TASKS TO COMPLETE -
• a. According to the BP article, what word appears on the sign next to BP's "Helios" logo?
• b. Reproduce the BP article from "By Ed Crooks" to "global energy industry.".

DOCUMENT TEXT -
....................
Back to petroleum

or should we say “Bad Promises”

Financial Times
July 8, 2009

http://www.ft.com/cms/s/0/b8626bf4-6b20-11de-861d-00144feabdc0.html?nclick_check=1

By Ed Crooks
Published: July 7 2009 20:03 | Last updated: July 7 2009 20:03

On the sixth floor of County Hall, the slightly tatty Edwardian building on the south bank of the Thames that once housed the Greater London Council, there is a modest office suite that tells a revealing story about the future of the global energy industry.

With neighbours including a Dalí exhibition, the Manga Studio and the London Aquarium, it is the perfect location for a creative start-up operating outside the mainstream. Only a discreet green and yellow sign with BP’s “Helios” logo and the word “alternativenergy” reveals that it is the base for a division that was supposed to represent the future for one of Britain’s biggest companies.
....................
GIVEN DATA -
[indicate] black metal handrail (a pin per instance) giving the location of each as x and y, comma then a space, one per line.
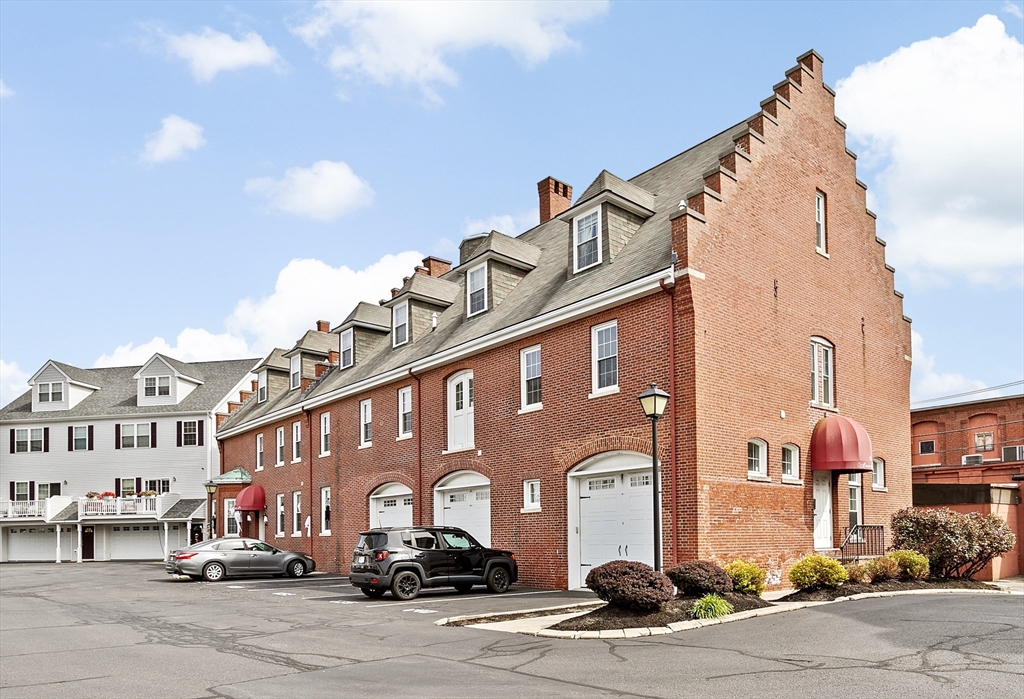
862, 540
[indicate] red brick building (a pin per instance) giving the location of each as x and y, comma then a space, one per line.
742, 275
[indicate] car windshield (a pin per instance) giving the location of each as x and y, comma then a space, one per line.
372, 540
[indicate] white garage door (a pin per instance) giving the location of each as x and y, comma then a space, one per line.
615, 519
136, 541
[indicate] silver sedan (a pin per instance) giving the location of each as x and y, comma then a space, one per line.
220, 558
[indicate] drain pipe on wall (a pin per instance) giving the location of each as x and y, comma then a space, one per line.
671, 291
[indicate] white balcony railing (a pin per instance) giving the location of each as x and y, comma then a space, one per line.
23, 509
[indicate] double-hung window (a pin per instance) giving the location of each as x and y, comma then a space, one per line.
820, 237
529, 378
604, 357
325, 434
347, 351
476, 290
406, 411
399, 324
366, 423
822, 373
587, 241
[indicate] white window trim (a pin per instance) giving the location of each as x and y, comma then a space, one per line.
486, 301
527, 506
296, 442
404, 391
325, 434
366, 418
762, 474
576, 241
523, 407
795, 478
395, 325
607, 390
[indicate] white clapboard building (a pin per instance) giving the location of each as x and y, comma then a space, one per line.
109, 464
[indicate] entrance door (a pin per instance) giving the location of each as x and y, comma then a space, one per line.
822, 510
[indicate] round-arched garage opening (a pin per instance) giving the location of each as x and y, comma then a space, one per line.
463, 499
610, 513
391, 506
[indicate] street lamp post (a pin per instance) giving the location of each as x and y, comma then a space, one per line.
653, 402
211, 488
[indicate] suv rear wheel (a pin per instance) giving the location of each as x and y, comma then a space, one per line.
406, 585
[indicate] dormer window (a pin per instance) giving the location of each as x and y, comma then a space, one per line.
347, 354
51, 393
399, 324
587, 238
157, 386
476, 290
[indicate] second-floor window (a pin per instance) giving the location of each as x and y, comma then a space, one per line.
822, 379
399, 324
347, 352
366, 423
476, 290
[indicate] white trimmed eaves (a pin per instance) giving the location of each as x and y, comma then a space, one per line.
559, 316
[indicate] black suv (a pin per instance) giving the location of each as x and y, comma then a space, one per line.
406, 559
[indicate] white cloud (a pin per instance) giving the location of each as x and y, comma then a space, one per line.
927, 383
324, 191
510, 224
12, 381
943, 118
176, 135
210, 52
410, 42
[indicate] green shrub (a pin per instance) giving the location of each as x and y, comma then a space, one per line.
710, 607
912, 566
747, 576
630, 584
955, 544
699, 577
815, 571
857, 572
883, 568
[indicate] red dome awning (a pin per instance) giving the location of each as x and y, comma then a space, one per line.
251, 498
842, 444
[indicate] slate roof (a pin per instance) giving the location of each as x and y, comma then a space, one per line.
545, 289
118, 394
184, 509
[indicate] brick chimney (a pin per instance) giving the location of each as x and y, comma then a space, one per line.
555, 198
436, 266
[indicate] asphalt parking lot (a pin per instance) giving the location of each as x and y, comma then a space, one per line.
128, 629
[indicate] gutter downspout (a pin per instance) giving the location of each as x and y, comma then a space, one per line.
672, 413
419, 454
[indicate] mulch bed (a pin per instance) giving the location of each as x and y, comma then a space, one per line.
611, 617
847, 588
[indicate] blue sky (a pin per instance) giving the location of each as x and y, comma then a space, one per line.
208, 179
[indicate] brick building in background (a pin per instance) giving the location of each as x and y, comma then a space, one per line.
741, 275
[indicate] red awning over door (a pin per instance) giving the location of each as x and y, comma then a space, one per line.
251, 498
842, 444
....................
ANSWERS -
• a. "alternativenergy"

• b.
By Ed Crooks
Published: July 7 2009 20:03 | Last updated: July 7 2009 20:03

On the sixth floor of County Hall, the slightly tatty Edwardian building on the south bank of the Thames that once housed the Greater London Council, there is a modest office suite that tells a revealing story about the future of the global energy industry.